- [What you are asked to do]:
Each entry below is to be duplicated verbatim.

[Rows from a pointing dataset]
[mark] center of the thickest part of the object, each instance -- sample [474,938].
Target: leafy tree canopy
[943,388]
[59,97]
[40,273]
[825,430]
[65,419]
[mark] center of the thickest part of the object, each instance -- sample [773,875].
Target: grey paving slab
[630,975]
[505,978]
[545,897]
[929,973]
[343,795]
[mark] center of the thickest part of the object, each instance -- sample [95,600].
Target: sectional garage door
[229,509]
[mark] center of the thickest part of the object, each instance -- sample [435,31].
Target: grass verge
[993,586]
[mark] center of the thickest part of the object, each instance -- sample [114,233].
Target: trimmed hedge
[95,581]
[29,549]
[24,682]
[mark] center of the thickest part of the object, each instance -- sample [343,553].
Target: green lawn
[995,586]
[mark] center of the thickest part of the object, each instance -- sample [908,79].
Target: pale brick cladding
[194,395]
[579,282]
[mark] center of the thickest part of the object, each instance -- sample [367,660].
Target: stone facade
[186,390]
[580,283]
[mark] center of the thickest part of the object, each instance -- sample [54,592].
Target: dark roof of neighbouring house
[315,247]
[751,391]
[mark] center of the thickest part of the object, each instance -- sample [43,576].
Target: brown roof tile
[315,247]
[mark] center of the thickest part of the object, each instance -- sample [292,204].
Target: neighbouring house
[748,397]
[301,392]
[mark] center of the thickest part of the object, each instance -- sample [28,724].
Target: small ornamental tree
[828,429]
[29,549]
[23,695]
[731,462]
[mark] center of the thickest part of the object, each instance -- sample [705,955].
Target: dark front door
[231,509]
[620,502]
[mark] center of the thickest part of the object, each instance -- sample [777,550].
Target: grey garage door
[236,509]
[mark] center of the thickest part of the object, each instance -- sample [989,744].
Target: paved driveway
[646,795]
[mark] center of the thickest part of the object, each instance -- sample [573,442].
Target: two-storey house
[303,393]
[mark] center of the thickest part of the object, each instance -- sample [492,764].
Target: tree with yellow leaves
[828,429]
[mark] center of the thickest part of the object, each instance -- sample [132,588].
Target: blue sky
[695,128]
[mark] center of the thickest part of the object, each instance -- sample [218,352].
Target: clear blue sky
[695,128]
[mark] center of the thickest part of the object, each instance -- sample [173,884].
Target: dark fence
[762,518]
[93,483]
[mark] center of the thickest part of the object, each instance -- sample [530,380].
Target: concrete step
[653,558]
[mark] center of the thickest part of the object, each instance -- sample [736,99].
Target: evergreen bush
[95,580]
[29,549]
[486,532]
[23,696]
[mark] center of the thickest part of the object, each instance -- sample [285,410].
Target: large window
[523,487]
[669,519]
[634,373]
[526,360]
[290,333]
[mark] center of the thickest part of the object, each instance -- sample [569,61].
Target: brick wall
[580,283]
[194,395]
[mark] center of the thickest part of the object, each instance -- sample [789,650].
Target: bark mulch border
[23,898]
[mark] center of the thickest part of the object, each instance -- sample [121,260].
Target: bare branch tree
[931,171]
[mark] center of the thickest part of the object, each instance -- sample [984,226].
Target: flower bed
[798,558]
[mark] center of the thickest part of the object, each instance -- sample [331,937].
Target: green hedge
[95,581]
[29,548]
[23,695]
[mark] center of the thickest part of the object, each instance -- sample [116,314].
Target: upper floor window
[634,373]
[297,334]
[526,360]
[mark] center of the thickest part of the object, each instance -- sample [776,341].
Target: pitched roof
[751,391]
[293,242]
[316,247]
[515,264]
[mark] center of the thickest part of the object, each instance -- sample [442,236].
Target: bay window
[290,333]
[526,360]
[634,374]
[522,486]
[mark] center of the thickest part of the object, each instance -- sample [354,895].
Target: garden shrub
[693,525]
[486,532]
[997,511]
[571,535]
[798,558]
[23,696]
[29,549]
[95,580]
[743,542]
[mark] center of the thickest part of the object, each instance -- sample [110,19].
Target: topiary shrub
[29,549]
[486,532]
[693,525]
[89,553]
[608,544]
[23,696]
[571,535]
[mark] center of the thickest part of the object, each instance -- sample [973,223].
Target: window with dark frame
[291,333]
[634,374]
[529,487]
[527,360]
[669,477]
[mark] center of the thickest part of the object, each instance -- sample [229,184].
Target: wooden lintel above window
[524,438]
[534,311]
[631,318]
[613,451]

- [Result]:
[mark] center of the thickest part of the object, each instance -- sample [474,938].
Target: leafy tree canopy
[943,388]
[59,97]
[40,273]
[825,430]
[65,419]
[mark] center of the thickest part of the object, each instance -- sample [773,875].
Target: grey paving slab
[630,975]
[505,978]
[545,897]
[929,973]
[343,795]
[mark] center of the thickest part of the object, each instance -- sample [95,600].
Target: sectional garage door
[229,509]
[mark] center of the thickest part of the object, each instance -- sample [435,31].
Target: grass verge
[993,586]
[mark] center of the thickest part of the object, each instance -- sample [114,233].
Target: trimmed hedge
[95,581]
[29,549]
[24,682]
[mark] center of the thickest part of the object, each instance -- sample [343,553].
Target: green lawn
[995,586]
[mark] center of the thickest part of the object, each instance -- sample [908,79].
Target: pale brick cladding
[194,395]
[579,282]
[mark] center of the thickest part of the object, each instance -- sample [367,660].
Target: stone facade
[186,390]
[580,283]
[mark] center of the thickest part of the object, each instance -- sample [54,592].
Target: dark roof of neighbouring house
[315,247]
[751,391]
[mark] center of the thickest part of the object, each instance -- sample [43,576].
Target: brown roof tile
[315,247]
[mark] center of the thickest part of the object, each instance -- sample [292,204].
Target: neighbouring house
[748,397]
[301,392]
[mark] center of the thickest part of the object, each instance -- sample [28,724].
Target: small ornamental tree
[828,429]
[29,549]
[23,695]
[731,462]
[mark] center of the thickest part of the object, each instance -- sample [705,955].
Target: dark front door
[231,509]
[620,502]
[mark] center of the thickest part of the object, each instance -- sample [777,550].
Target: grey garage door
[236,509]
[mark] center of the thickest part of the object, each instance -- sample [989,744].
Target: paved driveway
[646,795]
[mark] center of the thickest part of the object, each instance -- sample [573,442].
Target: two-storey house
[303,393]
[mark] center of the thickest part of the object, each instance -- sample [492,764].
Target: tree with yellow leaves
[828,429]
[mark] center of the thickest part of the object, each instance -- sample [132,588].
Target: blue sky
[695,128]
[mark] center of the thickest part of the object, each instance -- sample [218,352].
Target: clear blue sky
[695,128]
[mark] center of the thickest part of the object, each instance -- sample [173,884].
Target: dark fence
[762,518]
[93,483]
[mark] center of the thickest part of the object, each instance -- sample [530,380].
Target: concrete step
[653,558]
[mark] center of the thickest part of the object, each instance -- sample [736,99].
Target: evergreen bush
[95,580]
[29,549]
[486,532]
[23,696]
[mark] center of the thickest part of the object, each instance -- sample [285,410].
Target: large window
[523,487]
[669,519]
[634,373]
[526,360]
[290,333]
[mark] center of the thickest part of the object, each instance -- sample [569,61].
Target: brick wall
[580,283]
[194,395]
[mark] center of the thickest part of the object, each instance -- sample [789,650].
Target: bark mulch border
[23,898]
[mark] center of the thickest part of the object, each instance -- sample [121,260].
Target: bare branch tree
[931,171]
[mark] center of the thickest part of the object, each instance -- sample [984,226].
Target: flower bed
[798,558]
[mark] center of the thickest part of the object, each instance -- sample [331,937].
Target: green hedge
[95,581]
[29,548]
[23,695]
[mark] center of the thickest part of the object, each instance -- sample [116,314].
Target: upper floor window
[634,373]
[297,334]
[526,360]
[mark] center of the thickest part of the object, each instance -- sample [776,341].
Target: pitched roof
[751,391]
[293,242]
[316,247]
[515,264]
[mark] center of the thickest part of the object, each instance -- sample [442,236].
Target: bay window
[290,333]
[526,360]
[634,374]
[522,486]
[mark] center of the thickest part of the object, each instance -- sample [354,895].
Target: garden shrub
[693,525]
[486,532]
[997,511]
[571,535]
[798,558]
[23,696]
[29,549]
[95,580]
[743,542]
[mark] center of the thickest part of the object, each instance -- sample [110,19].
Target: topiary shrub
[29,549]
[486,532]
[693,525]
[89,553]
[608,544]
[23,696]
[571,535]
[mark] center of the thickest part of the object, each instance -- sample [973,223].
Target: window with dark frame
[291,333]
[634,374]
[529,487]
[527,360]
[669,477]
[mark] center of the thickest part of the object, each instance -- sample [229,184].
Target: wooden lintel above window
[524,438]
[534,311]
[631,318]
[613,451]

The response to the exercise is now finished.